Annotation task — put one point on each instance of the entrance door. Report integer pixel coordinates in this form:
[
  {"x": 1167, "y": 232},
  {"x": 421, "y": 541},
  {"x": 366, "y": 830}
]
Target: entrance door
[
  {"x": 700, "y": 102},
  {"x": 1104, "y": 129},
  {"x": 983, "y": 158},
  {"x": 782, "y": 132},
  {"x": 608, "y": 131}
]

Work order
Copy out every entry again, exactly as it was given.

Result of the exercise
Annotation task — put one point on each instance of the entrance door. Report integer pixel coordinates in this form:
[
  {"x": 1167, "y": 232},
  {"x": 421, "y": 541},
  {"x": 366, "y": 830}
]
Target: entrance door
[
  {"x": 700, "y": 102},
  {"x": 1104, "y": 129},
  {"x": 983, "y": 158},
  {"x": 782, "y": 132},
  {"x": 608, "y": 131}
]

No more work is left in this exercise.